§ **問題 a**: 以下の行のうち、「industrial」という語を含む行をすべて抽出してください。

### 提示された文章

台湾原住民族の報道写真家、蝶の貼り絵工芸をした女性、戦死した日本兵の霊と不思議な交流をする老兵、戦中のマレー半島で展開された「銀輪部隊(自転車部隊)」、ミャンマーで日本軍に接収され、中国から台湾に渡り台北動物園で生涯を終えたゾウの記憶…いくつもの逸話、何人もの登場人物が、枝葉のようにほうぼうへと伸びてゆく。

この小説を、自分の人生と重ね合わせて語ることはできない。
作者自身と繋がっているような、いないような。
現実のことのような、そうでないような。

編んだばかりのセーターの毛糸が絡むことなくスルスルと解けていくように…は進まず、1ページ1ページ手探りで進む。
一体何のはなしを読んでいるのか、どこに行き着くのか、検討もつかない。

それが余韻を生み、時代も、場所も、人間をも超えた世界へとさらっていく。

初めは一台だったはずの自転車が、結果的に何台もの自転車となり、彼の父親のものだった自転車は、その後父親の手から離れ誰かの見知らぬ自転車となる。

見覚えはないはずなのに何故か懐かしい街や村落、ジャングルの中で、一緒になって「その自転車」を追いかけた。
象に出会い、蝶を追いかけ、樹に上り、濁水に潜った。
簡単には抜けだせない幻想的な世界でたゆたう気分を久しぶりに味わうことができた。

驚くべきは、表紙や挿絵に使われている繊細な絵が、著者である呉明益自身が描いたものだということ。

呉明益はレトロな自転車のコレクターで、ストーリーの合間合間に挟まれる「ノート」で日本、台湾における自転車の歴史や仕様について解説されているのも興味深い。

これまで呉明益の翻訳を手掛けてきた訳者の天野健太郎は、この自転車泥棒の出版後に逝去し、本作が遺作となっている。

❝戦場の爆撃で、私の左耳はもうほとんど聞こえない状態だったが、帰ったあとでも夜、ゾウの群れの足音が聞こえた。密林を越え、大海原を渡り、この村落まで届いた音は、眠れない私の体内へと入ってきた。どれだけ時間が経っても、戦場にいた歳月はまるでついさっき飛び去った鳥のように、一本一本の羽の色まではっきり思い出せる。この手が掴むあの森の湿気った草や泥のように。❞

彼の紡ぐ言葉を一つ一つ噛み締めて読んだ。

######
### データ内容

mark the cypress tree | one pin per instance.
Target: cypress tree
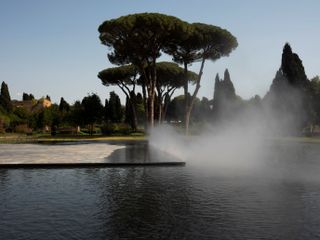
(115, 109)
(5, 100)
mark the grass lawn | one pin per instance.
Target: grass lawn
(22, 138)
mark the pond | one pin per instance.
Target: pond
(280, 199)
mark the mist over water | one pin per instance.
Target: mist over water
(251, 144)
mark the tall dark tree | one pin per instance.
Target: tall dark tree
(92, 110)
(5, 99)
(106, 113)
(125, 77)
(115, 109)
(63, 105)
(202, 42)
(129, 115)
(225, 98)
(289, 95)
(77, 114)
(169, 78)
(315, 88)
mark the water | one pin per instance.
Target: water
(280, 201)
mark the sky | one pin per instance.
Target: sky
(52, 47)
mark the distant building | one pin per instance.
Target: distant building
(32, 105)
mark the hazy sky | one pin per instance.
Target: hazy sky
(52, 47)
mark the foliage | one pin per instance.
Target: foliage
(92, 109)
(115, 109)
(27, 97)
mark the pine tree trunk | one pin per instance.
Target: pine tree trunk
(145, 104)
(186, 100)
(193, 98)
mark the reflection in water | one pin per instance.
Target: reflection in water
(165, 202)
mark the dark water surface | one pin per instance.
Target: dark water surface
(165, 202)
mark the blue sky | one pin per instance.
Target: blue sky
(52, 47)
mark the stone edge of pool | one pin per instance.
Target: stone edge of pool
(87, 165)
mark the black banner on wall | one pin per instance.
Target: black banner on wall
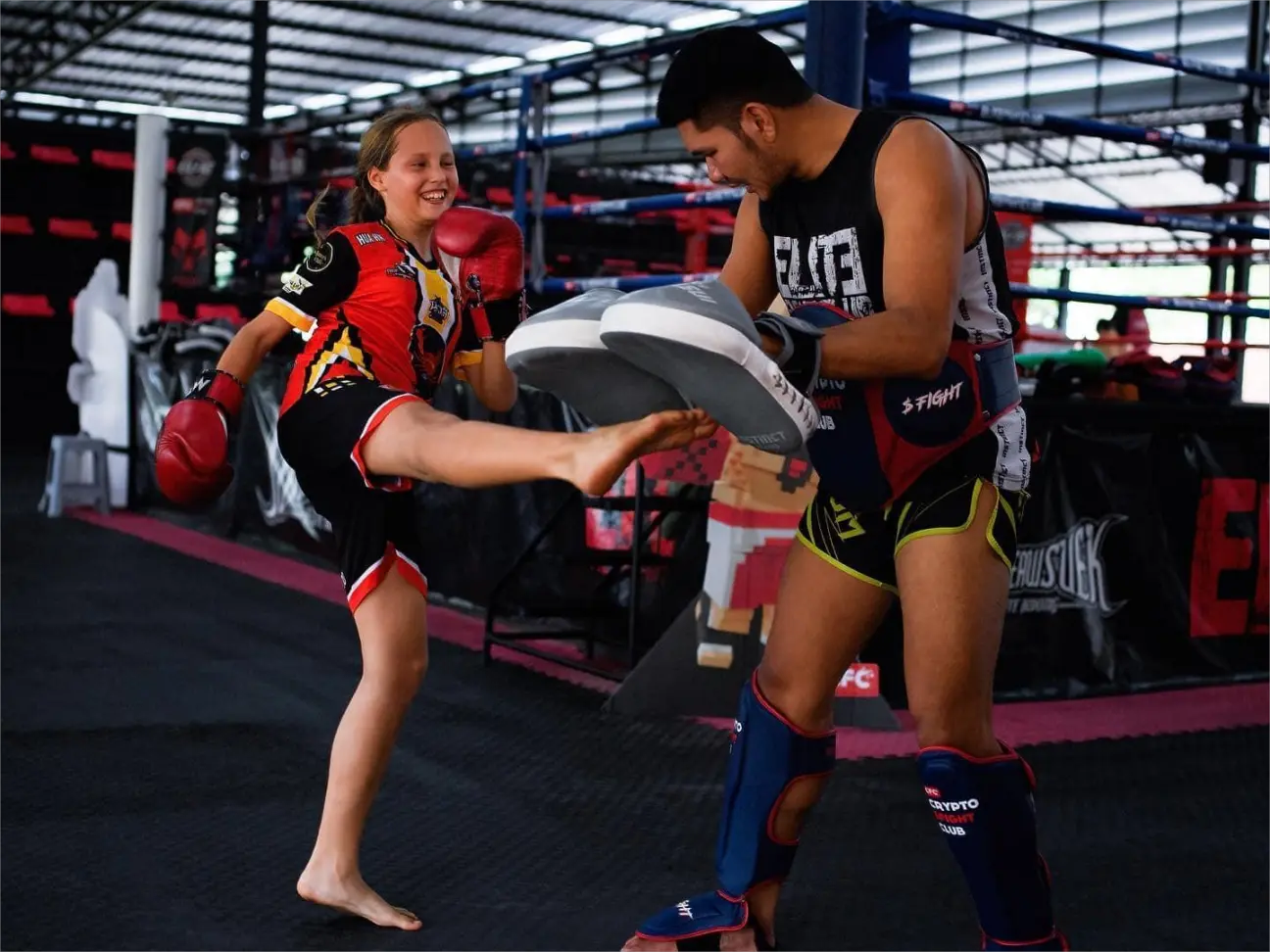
(196, 175)
(1144, 560)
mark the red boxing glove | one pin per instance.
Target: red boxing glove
(492, 273)
(192, 451)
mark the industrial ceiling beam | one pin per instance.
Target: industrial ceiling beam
(55, 50)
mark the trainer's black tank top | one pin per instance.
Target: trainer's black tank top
(827, 239)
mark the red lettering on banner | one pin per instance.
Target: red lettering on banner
(860, 681)
(1260, 621)
(1217, 552)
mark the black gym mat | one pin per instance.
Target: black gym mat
(166, 729)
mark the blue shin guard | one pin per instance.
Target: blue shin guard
(768, 754)
(986, 811)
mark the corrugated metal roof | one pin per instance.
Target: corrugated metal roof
(326, 61)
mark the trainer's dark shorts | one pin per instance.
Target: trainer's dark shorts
(865, 545)
(321, 438)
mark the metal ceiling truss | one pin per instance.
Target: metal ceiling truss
(587, 16)
(63, 32)
(205, 12)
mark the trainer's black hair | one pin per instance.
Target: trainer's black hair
(719, 70)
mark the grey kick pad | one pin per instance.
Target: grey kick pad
(559, 351)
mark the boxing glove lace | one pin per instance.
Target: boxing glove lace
(192, 451)
(799, 357)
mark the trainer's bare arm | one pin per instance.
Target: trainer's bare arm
(750, 271)
(921, 188)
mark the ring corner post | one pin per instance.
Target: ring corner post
(835, 50)
(887, 52)
(522, 145)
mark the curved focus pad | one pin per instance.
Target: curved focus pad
(702, 340)
(559, 351)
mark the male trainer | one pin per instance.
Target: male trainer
(876, 231)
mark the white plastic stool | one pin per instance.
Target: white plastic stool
(64, 458)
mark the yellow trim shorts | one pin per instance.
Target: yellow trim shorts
(865, 545)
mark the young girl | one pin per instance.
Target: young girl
(389, 303)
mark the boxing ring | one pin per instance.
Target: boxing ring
(167, 717)
(755, 501)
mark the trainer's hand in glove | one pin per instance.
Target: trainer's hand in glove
(192, 451)
(492, 275)
(794, 346)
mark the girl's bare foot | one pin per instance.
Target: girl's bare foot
(610, 450)
(350, 894)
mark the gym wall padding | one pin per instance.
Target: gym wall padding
(67, 205)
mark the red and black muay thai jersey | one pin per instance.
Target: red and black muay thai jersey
(368, 305)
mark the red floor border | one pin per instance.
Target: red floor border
(1019, 724)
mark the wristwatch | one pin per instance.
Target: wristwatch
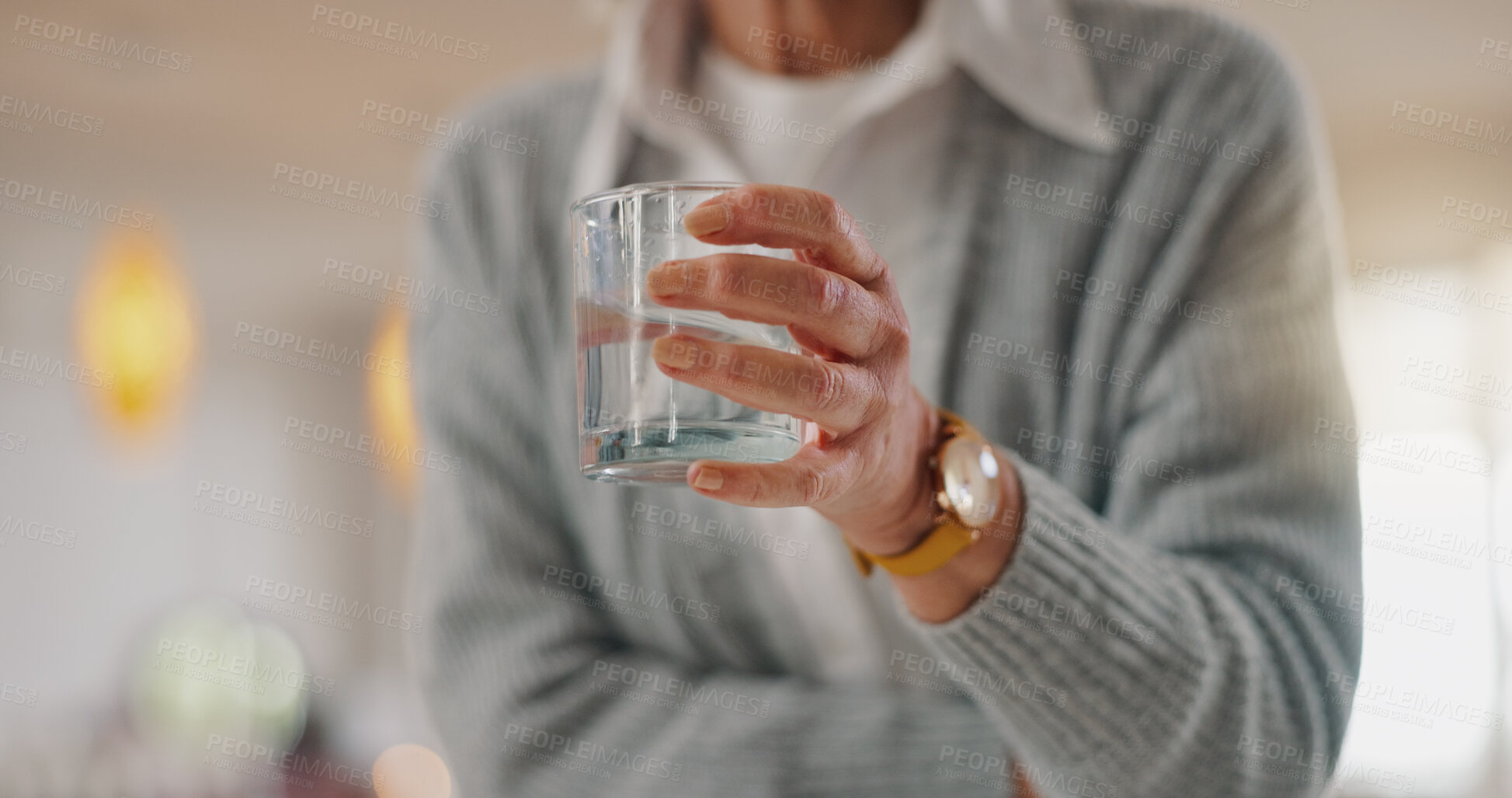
(967, 493)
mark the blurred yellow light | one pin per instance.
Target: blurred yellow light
(134, 322)
(389, 397)
(412, 771)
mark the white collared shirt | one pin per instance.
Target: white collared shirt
(867, 141)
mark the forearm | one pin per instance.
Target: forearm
(1170, 662)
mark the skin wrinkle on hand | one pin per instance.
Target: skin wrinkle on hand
(867, 469)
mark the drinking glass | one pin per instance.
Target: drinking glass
(637, 424)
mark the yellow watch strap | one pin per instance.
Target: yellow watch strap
(935, 550)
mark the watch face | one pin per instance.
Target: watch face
(970, 472)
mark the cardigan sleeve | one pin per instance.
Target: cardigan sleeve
(1197, 619)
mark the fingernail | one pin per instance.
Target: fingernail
(666, 279)
(710, 218)
(708, 479)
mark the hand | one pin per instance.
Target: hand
(864, 464)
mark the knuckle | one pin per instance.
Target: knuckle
(713, 277)
(876, 403)
(827, 293)
(814, 488)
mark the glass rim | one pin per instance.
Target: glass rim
(658, 186)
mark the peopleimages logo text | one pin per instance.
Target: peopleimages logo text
(368, 444)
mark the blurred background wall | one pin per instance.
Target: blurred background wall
(156, 477)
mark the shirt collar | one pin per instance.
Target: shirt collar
(991, 40)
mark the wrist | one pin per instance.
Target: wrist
(897, 528)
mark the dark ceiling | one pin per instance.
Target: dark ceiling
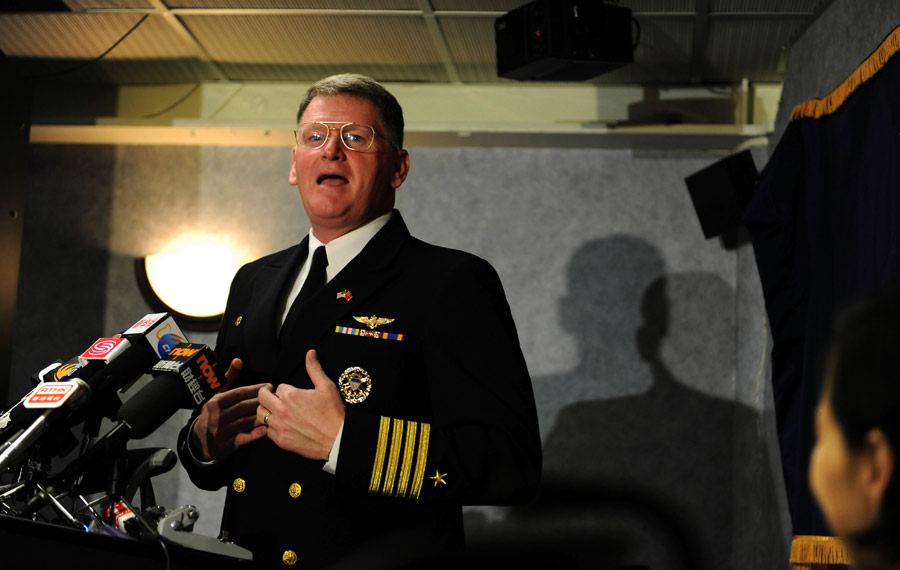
(682, 42)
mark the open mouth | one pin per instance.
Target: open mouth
(325, 178)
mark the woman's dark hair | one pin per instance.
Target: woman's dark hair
(864, 391)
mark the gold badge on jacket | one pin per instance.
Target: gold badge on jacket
(373, 321)
(355, 385)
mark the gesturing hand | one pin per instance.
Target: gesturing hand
(303, 421)
(228, 420)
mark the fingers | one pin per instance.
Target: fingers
(315, 371)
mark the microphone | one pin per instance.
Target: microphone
(126, 358)
(56, 401)
(186, 377)
(105, 367)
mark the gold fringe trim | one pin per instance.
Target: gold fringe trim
(818, 108)
(819, 550)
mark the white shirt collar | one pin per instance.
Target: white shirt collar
(340, 251)
(343, 249)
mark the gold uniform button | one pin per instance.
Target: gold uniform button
(289, 557)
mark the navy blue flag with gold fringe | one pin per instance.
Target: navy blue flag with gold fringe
(825, 225)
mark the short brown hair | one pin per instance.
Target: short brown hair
(361, 87)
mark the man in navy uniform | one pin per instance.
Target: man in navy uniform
(376, 383)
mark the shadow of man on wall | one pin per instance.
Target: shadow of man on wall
(639, 435)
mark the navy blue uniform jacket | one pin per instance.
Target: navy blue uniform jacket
(450, 418)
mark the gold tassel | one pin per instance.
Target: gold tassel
(810, 551)
(818, 108)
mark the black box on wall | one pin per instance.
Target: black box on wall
(721, 191)
(563, 40)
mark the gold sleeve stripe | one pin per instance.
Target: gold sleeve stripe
(420, 461)
(394, 459)
(384, 430)
(409, 451)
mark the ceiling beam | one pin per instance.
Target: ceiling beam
(561, 115)
(701, 38)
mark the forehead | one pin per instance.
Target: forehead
(342, 108)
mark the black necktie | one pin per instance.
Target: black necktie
(316, 277)
(314, 281)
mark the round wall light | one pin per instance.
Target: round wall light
(190, 279)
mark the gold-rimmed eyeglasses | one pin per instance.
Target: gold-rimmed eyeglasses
(354, 136)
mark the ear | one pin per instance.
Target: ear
(401, 168)
(292, 177)
(880, 457)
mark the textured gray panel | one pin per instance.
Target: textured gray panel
(301, 48)
(662, 55)
(79, 5)
(749, 6)
(727, 53)
(478, 5)
(661, 6)
(471, 44)
(300, 4)
(63, 36)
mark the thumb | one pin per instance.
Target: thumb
(232, 374)
(315, 371)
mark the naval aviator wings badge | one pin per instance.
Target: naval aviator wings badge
(373, 321)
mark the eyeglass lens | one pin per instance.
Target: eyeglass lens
(354, 136)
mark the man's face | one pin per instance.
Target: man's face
(342, 189)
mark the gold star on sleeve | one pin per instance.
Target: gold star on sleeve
(438, 478)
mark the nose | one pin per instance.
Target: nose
(333, 148)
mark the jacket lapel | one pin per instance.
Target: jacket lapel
(368, 272)
(267, 301)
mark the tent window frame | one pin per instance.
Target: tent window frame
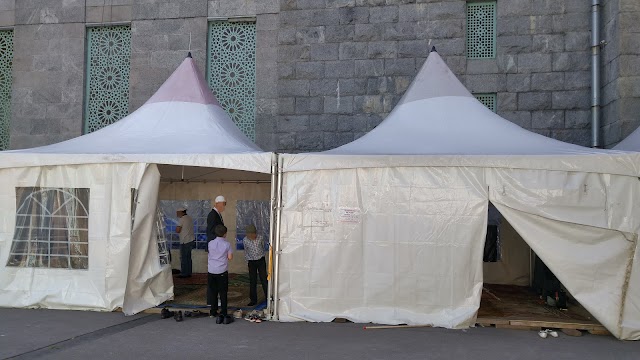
(52, 229)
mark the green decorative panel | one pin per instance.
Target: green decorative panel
(107, 79)
(231, 71)
(489, 100)
(6, 62)
(481, 30)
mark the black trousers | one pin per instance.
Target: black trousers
(257, 268)
(217, 285)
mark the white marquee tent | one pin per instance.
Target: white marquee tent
(68, 238)
(390, 228)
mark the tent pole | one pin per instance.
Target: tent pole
(274, 170)
(276, 252)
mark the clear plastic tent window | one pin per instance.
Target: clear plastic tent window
(52, 228)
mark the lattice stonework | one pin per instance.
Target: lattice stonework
(489, 100)
(6, 62)
(231, 71)
(481, 30)
(107, 80)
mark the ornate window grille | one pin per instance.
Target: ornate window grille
(481, 30)
(231, 71)
(6, 62)
(52, 229)
(489, 100)
(107, 79)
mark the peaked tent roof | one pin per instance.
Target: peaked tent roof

######

§ **問題 b**: 呉明益の小説を紹介する上の文章によると、表紙や挿絵に使われている繊細な絵を描いたのは誰ですか?

§ **正解 a**:
mark the industrial ceiling beam | one pin per instance.
Target: industrial ceiling beam

§ **正解 b**: 著者である呉明益自身です。